• _ASSIGNED TASK_: Reproduce the passage about Hines between "One of the presumable" and "sought-after collector’s items).", inclusive, substituting "cream" for "butter".

• _READING TEXT_:
=== Begin Enclosure ===

But this didn’t hinder his career by any means. Hines and his wife Florence traveled 50,000 miles per year doing research for of Adventures in Good Eating, seeing new cities, meeting interesting people, and trying the cuisine of every corner of the USA. As Hines laconically put it in The Dessert Book, “I am in the fortunate position of being a professional taster.” They footed the bill for these travels themselves, as to again avoid any perception of bias, and he also used an old picture of himself in his books to minimize the chance he’d be recognized.

One of the presumable downsides to being a food critic is the inevitable weight gain – Jeffrey notes Hines had a “fetish about butter and fresh eggs” – and Hines made sure to take three months off every year to get himself back in shape. (This was a viable plan, it seems, as the 1946 Life profile attests to his “well-preserved figure.”) But it wasn’t the pies and steaks that caught up with Hines but lung cancer: Hines died on March 15, 1959, two weeks shy of his eightieth birthday. New editions of his books were published until 1961 and then the series slowly faded to obscurity (though some editions are now sought-after collector’s items).

=== End Enclosure ===

• _AVAILABLE DATA_:
=== Begin Enclosure ===

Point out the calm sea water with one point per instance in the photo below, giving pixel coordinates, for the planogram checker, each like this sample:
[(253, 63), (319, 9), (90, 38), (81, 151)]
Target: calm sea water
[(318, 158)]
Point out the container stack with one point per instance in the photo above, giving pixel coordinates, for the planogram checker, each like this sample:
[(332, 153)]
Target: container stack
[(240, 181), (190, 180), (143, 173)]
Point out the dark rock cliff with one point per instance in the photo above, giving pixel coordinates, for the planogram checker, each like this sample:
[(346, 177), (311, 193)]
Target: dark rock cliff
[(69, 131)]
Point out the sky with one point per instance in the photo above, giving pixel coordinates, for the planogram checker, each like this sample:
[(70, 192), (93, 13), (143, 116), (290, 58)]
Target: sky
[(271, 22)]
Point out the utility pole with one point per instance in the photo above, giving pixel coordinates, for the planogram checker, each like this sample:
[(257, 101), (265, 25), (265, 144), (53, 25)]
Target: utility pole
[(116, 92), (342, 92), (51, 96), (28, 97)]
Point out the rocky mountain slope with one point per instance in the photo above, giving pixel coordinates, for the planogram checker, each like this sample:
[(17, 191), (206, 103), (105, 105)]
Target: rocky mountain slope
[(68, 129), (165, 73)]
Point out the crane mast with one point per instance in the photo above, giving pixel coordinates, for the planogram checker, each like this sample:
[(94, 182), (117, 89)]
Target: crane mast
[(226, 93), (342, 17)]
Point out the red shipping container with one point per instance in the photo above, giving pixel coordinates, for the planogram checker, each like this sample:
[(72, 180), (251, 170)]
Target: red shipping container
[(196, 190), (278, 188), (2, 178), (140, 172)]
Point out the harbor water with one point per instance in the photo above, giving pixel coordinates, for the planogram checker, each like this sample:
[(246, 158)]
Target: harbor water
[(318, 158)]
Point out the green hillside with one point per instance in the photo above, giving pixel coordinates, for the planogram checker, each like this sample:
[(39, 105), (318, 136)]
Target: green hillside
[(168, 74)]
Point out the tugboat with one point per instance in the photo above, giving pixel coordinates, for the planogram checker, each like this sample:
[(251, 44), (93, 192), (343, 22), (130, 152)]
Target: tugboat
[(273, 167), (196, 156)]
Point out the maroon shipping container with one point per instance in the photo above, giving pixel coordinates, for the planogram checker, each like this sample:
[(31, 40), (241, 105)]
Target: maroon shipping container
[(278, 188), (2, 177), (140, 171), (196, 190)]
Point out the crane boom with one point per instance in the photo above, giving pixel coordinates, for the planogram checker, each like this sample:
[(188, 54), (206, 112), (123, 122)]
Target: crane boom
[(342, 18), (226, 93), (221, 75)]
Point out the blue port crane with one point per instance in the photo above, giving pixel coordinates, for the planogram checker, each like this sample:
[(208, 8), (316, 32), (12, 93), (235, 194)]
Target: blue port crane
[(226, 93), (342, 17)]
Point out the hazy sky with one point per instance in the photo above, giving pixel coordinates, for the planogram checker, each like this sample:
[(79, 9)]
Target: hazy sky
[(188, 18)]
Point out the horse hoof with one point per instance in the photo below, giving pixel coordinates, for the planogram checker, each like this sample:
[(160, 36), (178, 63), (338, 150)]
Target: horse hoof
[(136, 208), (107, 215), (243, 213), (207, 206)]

=== End Enclosure ===
=== Begin Enclosure ===

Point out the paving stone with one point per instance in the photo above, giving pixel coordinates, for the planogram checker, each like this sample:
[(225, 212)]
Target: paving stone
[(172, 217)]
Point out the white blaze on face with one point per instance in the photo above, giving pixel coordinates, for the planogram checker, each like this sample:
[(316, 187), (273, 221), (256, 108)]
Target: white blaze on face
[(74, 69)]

=== End Enclosure ===

• _FINAL ANSWER_:
One of the presumable downsides to being a food critic is the inevitable weight gain – Jeffrey notes Hines had a “fetish about cream and fresh eggs” – and Hines made sure to take three months off every year to get himself back in shape. (This was a viable plan, it seems, as the 1946 Life profile attests to his “well-preserved figure.”) But it wasn’t the pies and steaks that caught up with Hines but lung cancer: Hines died on March 15, 1959, two weeks shy of his eightieth birthday. New editions of his books were published until 1961 and then the series slowly faded to obscurity (though some editions are now sought-after collector’s items).